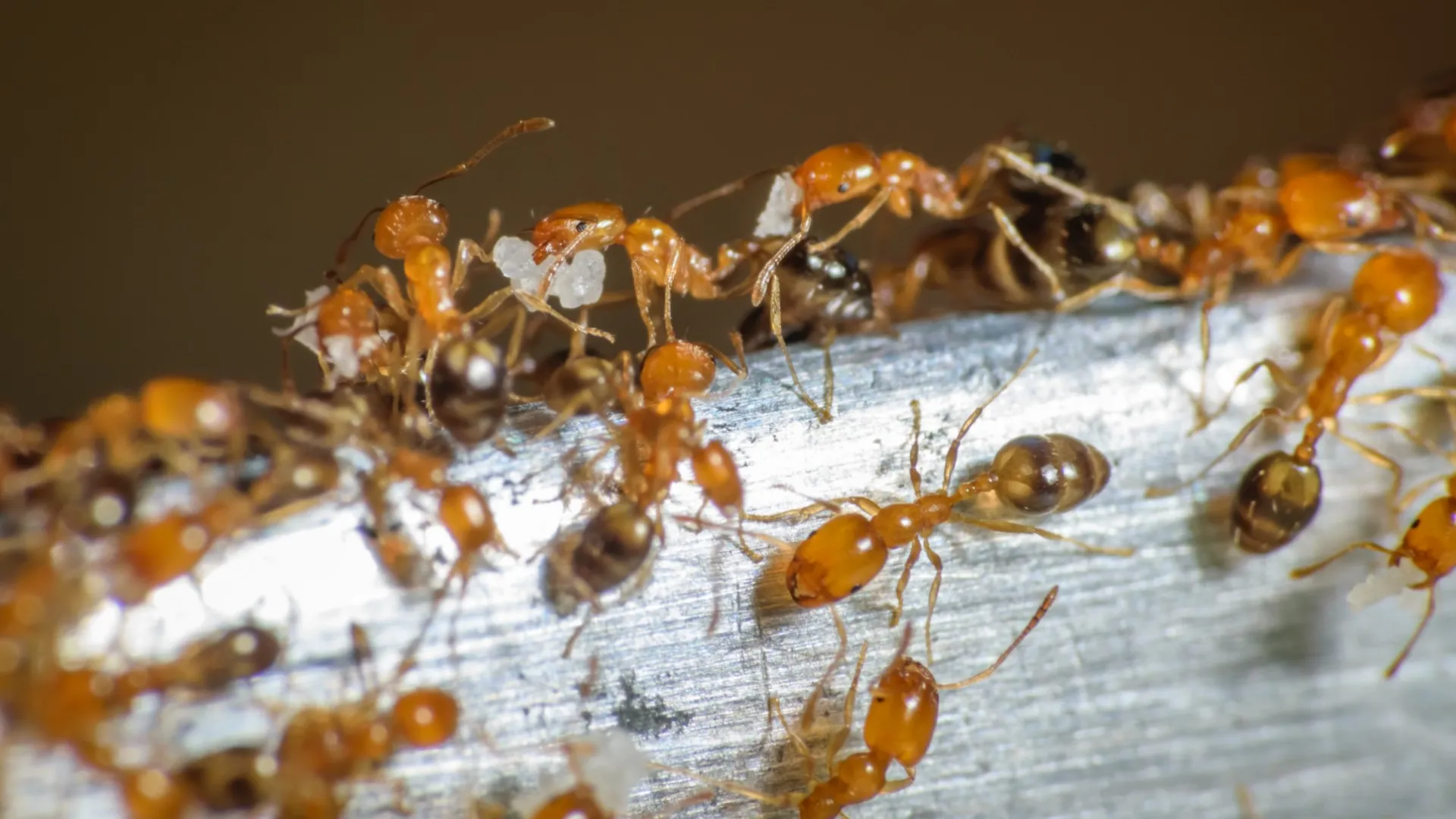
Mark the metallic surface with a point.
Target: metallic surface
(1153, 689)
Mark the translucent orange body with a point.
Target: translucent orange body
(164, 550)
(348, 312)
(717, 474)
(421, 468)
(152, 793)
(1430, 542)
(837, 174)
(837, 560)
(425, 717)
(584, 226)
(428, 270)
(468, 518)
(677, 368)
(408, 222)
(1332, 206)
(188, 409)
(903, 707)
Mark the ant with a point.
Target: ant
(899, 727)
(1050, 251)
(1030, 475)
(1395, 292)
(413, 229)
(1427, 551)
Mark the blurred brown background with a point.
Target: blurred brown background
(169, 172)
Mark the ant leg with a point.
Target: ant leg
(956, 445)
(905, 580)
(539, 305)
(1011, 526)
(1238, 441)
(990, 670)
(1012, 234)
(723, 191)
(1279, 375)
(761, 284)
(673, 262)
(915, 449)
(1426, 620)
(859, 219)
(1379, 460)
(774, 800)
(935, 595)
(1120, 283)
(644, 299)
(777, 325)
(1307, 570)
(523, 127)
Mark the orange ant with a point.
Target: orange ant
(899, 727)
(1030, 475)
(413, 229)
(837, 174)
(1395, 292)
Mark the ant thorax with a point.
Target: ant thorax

→ **Task details**
Retype the lines above without alteration. The first is the one containing "Mark the ant leg with a point.", and the last is the final line of the data.

→ **Reply to the exercise**
Mark the ant leg with a point.
Target: ant leg
(956, 445)
(905, 580)
(539, 305)
(1011, 526)
(1238, 441)
(990, 670)
(1012, 234)
(723, 191)
(1279, 375)
(761, 284)
(673, 262)
(915, 449)
(1426, 620)
(859, 219)
(1379, 460)
(774, 800)
(935, 595)
(1120, 283)
(644, 299)
(777, 325)
(1307, 570)
(523, 127)
Mark the orange ant with a point.
Target: orange ant
(899, 727)
(1030, 475)
(413, 229)
(837, 174)
(1395, 292)
Mark the ant thorax with a point.
Target: ant thorax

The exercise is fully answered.